PROVIDED TEXT
- - - -

Vedic Cosmos/Mathematics/Verified Numbers

The Numbers Don't Lie

Nine measurements from ancient Indian texts — compared directly against modern values. The error margins speak for themselves.

Pi (π)

Aryabhata · 499 CE

Exceptional — Error <0.1%

Ancient Value

62,832 / 20,000 = 3.1416

Modern Value

3.14159265...

Error

~0.01%

How They Calculated It

Encoded in the Aryabhatiya (Ganitapada 10) as: "Add four to 100, multiply by eight, and add 62,000. This gives the circumference of a circle with diameter 20,000." Aryabhata used the word asanna (approached) — recognising Pi as irrational 1,200 years before European proof.

Why It Matters

The most accurate value of Pi in the world at the time. Surpassed in Europe only in the 15th century.

Sidereal Day (Earth's rotation)

Aryabhata · 499 CE

Exceptional — Error <0.1%

Ancient Value

23h 56m 4.1s

Modern Value

23h 56m 4.091s

Error

<0.01 seconds

How They Calculated It

Derived from the number of Earth rotations in a 4.32 million year Maha Yuga: 1,582,237,500 rotations. Dividing the total seconds in a Maha Yuga by this number yields the sidereal day. Aryabhata's method implicitly recognised Earth's axial rotation — not celestial sphere rotation.

Why It Matters

A 5th-century calculation that is accurate to within one-hundredth of a second. This precision was not matched in the West until the 17th century telescope era.

Earth's Circumference

Aryabhata · 499 CE

Excellent — Error <2%

Ancient Value

24,835 miles (39,968 km)

Modern Value

24,902 miles (40,072 km)

Error

0.27%

How They Calculated It

Aryabhata used a combination of shadow measurements and his own calculated value of Earth's diameter. His value for Earth's diameter was 1,050 yojanas, which with his yojana definition yields a circumference very close to modern values.

Why It Matters

More accurate than Eratosthenes (c. 240 BCE, ~2–15% error depending on stadium definition). Aryabhata achieved this 940 years later with greater precision.

Moon's Sidereal Period

Surya Siddhanta · c. 400 CE

Exceptional — Error <0.1%

Ancient Value

27.322 days

Modern Value

27.32166 days

Error

<0.001%

How They Calculated It

Encoded as the number of Moon revolutions in a Maha Yuga: 57,753,336. Dividing the Maha Yuga days by this number yields the sidereal period. This method — using enormous cyclical numbers as denominators — inherently averages out short-term observation errors.

Why It Matters

The most precise ancient determination of any astronomical period — accurate to better than 1 part in 100,000.

Earth's Diameter

Surya Siddhanta · c. 400 CE

Excellent — Error <2%

Ancient Value

8,000 miles (1,600 yojanas × 5 mi)

Modern Value

7,918–7,928 miles

Error

~0.9%

How They Calculated It

Using the scaling unit "yojana" (approximately 5 miles per yojana in this context). The Surya Siddhanta gives Earth's diameter as 1,600 yojanas.

- - - -

RAW RECORDS
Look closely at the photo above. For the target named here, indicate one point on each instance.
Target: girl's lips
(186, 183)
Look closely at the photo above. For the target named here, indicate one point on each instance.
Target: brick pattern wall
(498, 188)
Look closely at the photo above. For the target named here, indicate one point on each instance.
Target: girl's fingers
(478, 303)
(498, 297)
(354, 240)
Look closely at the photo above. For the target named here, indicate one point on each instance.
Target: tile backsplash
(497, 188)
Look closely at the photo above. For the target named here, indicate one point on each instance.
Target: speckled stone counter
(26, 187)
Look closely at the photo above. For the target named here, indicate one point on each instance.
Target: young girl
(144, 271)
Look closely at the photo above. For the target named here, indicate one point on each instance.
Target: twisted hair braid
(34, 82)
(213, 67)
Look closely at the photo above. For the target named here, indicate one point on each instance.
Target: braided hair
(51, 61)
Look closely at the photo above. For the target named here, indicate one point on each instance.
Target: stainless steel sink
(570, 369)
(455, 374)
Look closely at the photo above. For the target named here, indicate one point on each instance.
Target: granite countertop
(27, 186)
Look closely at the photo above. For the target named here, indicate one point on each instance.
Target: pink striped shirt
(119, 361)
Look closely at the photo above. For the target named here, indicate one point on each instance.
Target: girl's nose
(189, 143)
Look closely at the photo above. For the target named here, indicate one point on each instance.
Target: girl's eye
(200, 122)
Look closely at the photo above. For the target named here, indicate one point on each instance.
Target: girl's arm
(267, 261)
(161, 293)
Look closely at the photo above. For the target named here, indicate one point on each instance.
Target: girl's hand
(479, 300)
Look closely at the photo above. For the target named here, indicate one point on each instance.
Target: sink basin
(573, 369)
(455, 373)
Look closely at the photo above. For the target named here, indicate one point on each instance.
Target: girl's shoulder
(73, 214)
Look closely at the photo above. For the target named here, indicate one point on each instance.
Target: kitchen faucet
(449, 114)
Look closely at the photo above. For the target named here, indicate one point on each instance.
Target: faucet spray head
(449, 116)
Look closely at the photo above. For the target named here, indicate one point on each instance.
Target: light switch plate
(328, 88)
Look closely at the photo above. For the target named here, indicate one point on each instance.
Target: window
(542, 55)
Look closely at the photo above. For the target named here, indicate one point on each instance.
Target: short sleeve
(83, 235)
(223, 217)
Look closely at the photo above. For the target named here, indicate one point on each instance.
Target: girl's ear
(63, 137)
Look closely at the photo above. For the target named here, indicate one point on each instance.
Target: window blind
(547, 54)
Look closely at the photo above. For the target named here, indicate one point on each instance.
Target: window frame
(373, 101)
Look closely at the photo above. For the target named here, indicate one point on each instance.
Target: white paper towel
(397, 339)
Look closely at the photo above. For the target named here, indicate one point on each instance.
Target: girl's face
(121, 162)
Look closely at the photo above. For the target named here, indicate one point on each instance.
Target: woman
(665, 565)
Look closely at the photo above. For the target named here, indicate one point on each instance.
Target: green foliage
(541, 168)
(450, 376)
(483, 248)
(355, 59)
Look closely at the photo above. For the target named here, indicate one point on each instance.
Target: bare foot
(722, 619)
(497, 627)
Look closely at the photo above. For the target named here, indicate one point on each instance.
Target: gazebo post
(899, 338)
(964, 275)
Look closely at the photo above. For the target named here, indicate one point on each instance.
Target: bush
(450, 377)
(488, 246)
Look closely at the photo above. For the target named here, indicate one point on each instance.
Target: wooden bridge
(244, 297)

- - - -

JOBS
[A] Using the page on ancient Indian measurements, answer each question:
(i) What word did Aryabhata use, meaning "approached"?
(ii) What value did Aryabhata give for Earth's diameter, in yojanas?
(iii) How many Moon revolutions in a Maha Yuga does the Surya Siddhanta give?
[B] Print the part of the page on ancient Indian measurements that opens with the words containing "Encoded in the" and closes with "the 15th century.".
The material is not needed here.

THE SOLUTIONS
[A]
(i) Asanna
(ii) 1,050 yojanas
(iii) 57,753,336

[B]
Encoded in the Aryabhatiya (Ganitapada 10) as: "Add four to 100, multiply by eight, and add 62,000. This gives the circumference of a circle with diameter 20,000." Aryabhata used the word asanna (approached) — recognising Pi as irrational 1,200 years before European proof.

Why It Matters

The most accurate value of Pi in the world at the time. Surpassed in Europe only in the 15th century.